*DATA TO USE*

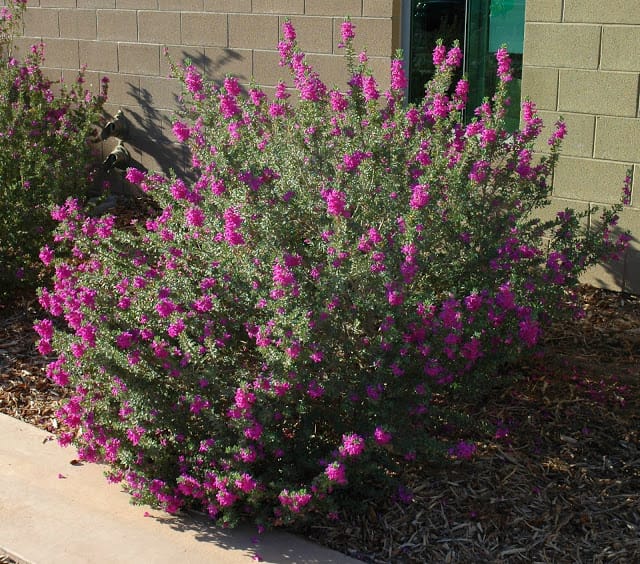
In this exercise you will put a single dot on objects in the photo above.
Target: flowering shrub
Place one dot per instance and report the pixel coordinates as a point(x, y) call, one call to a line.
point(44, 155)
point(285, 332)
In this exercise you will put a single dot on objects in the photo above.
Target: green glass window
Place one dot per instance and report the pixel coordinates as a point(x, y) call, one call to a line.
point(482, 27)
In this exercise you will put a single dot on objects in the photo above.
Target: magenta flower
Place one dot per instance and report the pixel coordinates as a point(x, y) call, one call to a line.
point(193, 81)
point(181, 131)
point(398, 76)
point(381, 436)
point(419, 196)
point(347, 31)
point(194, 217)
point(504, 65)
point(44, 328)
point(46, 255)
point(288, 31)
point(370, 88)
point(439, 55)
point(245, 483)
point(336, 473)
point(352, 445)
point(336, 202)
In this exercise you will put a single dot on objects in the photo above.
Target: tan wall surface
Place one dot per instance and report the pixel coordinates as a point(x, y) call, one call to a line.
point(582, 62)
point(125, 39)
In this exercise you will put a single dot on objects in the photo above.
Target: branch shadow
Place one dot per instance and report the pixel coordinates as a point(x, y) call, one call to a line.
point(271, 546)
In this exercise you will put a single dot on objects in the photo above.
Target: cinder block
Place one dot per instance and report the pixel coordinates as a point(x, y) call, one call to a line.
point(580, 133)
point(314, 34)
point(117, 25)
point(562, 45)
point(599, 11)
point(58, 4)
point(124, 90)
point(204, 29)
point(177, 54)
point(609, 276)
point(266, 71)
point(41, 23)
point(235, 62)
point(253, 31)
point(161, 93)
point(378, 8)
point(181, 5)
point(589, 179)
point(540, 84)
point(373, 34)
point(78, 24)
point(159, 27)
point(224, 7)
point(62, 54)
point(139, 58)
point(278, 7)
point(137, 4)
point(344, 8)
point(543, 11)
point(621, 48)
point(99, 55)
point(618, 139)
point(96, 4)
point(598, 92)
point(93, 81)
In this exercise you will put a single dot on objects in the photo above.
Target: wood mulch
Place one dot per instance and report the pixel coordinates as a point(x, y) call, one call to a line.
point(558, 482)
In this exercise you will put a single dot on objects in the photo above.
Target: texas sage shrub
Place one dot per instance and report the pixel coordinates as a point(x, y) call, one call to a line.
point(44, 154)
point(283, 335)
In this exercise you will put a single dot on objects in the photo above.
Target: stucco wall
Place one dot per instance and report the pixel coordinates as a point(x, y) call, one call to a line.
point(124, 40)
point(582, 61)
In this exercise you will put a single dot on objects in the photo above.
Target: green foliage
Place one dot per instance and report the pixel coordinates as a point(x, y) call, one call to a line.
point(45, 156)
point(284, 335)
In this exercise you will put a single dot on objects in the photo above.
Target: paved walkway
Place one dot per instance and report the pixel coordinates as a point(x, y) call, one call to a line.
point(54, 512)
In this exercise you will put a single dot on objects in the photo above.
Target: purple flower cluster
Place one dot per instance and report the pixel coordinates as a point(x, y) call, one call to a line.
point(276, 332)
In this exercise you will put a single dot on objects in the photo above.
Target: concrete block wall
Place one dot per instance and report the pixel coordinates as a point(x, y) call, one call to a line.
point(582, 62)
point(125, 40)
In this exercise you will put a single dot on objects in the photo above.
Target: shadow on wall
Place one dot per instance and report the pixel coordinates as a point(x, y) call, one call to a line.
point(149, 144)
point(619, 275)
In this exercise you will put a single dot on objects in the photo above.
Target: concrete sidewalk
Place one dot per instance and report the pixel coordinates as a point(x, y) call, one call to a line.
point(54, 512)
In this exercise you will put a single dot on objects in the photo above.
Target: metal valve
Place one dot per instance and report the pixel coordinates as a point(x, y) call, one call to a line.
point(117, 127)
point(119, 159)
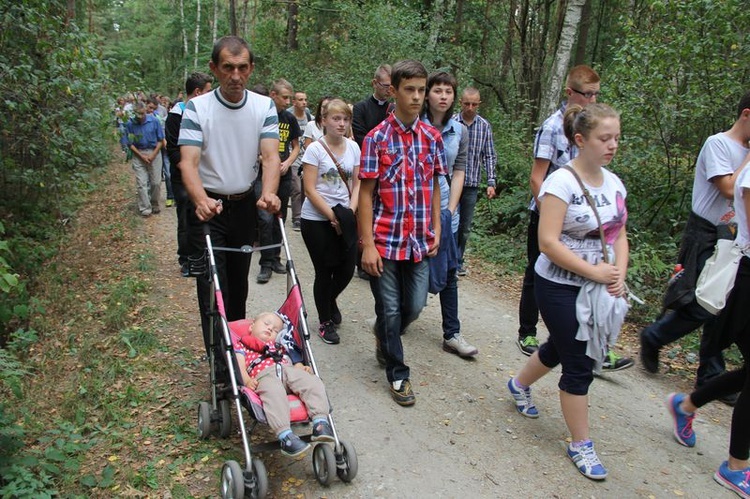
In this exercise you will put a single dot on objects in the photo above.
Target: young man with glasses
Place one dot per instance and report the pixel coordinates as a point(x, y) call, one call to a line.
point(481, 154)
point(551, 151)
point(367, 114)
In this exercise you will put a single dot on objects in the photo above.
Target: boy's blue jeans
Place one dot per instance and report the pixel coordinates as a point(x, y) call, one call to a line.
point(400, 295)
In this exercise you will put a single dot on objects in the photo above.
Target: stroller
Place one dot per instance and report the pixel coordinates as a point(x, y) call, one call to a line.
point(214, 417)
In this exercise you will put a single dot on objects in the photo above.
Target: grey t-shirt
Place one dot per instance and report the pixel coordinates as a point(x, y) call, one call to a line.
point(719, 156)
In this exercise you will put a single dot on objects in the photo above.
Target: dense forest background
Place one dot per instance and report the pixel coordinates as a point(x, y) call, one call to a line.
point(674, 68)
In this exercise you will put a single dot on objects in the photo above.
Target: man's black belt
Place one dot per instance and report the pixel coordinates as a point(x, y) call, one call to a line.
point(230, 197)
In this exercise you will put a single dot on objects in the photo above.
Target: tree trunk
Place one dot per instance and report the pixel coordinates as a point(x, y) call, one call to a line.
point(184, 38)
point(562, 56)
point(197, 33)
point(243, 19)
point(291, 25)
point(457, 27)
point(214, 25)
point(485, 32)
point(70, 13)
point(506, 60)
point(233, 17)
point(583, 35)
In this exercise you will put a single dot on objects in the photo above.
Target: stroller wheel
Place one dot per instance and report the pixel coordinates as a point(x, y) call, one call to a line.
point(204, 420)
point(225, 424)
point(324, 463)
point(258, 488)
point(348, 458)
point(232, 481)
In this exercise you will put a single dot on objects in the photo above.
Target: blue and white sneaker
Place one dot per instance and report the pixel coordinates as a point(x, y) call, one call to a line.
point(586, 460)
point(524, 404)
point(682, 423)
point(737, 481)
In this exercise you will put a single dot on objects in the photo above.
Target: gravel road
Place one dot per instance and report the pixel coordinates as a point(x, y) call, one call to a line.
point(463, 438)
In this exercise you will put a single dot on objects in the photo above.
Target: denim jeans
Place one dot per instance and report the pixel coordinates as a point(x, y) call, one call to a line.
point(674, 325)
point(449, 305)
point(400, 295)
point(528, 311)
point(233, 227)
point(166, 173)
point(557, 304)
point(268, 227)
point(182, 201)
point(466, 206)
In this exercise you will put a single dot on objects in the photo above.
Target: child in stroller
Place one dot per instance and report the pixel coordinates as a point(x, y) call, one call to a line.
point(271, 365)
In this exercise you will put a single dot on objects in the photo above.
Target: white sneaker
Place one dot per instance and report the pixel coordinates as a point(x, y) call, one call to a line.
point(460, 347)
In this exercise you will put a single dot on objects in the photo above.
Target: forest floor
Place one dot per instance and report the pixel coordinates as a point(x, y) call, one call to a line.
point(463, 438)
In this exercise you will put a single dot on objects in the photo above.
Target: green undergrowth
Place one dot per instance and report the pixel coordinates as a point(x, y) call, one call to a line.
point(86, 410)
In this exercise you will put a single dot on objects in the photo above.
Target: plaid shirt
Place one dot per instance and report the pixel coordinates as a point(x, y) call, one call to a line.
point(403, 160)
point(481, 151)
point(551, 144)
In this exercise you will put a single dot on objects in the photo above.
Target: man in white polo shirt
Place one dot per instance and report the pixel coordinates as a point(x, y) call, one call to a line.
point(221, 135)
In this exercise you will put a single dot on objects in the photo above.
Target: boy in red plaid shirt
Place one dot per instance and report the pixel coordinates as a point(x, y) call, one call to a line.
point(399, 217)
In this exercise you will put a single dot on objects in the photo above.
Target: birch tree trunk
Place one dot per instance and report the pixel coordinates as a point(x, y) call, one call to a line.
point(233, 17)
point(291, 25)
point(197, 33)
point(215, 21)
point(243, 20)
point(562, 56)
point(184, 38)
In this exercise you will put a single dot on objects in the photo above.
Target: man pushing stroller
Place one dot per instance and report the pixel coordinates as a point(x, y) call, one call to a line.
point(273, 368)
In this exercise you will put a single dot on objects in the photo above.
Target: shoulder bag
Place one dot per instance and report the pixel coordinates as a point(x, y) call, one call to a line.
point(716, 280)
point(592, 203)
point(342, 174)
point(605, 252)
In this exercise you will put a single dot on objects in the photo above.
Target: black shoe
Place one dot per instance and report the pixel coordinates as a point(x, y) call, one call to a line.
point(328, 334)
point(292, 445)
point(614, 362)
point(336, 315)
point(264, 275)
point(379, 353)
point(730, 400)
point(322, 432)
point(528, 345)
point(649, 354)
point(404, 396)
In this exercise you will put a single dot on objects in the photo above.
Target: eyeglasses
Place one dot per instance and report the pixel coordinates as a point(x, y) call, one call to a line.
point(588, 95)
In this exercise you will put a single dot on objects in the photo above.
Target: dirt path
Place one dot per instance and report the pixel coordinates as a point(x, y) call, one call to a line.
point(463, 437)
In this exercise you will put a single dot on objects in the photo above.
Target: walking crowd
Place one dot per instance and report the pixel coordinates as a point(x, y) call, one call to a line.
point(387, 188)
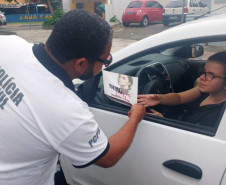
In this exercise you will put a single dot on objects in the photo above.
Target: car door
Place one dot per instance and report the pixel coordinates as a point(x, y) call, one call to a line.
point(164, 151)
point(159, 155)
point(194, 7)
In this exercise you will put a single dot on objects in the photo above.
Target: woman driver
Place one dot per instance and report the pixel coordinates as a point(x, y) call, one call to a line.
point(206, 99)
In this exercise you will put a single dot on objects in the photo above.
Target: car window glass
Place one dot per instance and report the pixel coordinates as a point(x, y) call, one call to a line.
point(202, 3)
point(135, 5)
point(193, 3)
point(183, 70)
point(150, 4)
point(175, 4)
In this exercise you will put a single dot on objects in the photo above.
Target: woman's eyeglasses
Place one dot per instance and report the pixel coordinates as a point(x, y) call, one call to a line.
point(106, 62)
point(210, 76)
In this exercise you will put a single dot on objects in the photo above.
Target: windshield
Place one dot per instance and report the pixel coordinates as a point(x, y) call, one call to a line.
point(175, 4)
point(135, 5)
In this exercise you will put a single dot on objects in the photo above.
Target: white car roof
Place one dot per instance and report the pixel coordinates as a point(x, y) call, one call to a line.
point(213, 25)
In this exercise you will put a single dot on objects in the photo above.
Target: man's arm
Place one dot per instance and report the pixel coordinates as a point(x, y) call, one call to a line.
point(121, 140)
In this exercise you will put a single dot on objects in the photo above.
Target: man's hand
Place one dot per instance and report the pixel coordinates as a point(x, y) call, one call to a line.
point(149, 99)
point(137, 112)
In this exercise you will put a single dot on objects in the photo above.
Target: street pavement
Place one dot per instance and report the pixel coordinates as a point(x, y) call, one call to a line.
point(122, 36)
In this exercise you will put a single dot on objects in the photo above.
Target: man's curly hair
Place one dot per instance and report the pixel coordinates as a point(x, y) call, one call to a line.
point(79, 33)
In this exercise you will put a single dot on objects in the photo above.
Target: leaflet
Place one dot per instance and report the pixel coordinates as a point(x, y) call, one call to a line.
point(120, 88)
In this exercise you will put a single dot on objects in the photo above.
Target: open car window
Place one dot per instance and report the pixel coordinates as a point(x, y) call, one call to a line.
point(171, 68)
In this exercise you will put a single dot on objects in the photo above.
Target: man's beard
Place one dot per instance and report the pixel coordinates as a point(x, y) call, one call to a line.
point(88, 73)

*WHAT THE EXERCISE ASKS*
Pull out all lines from the entries above that include the word "shrub".

*SOLVED EXERCISE*
Target: flowering shrub
Target: texas sage shrub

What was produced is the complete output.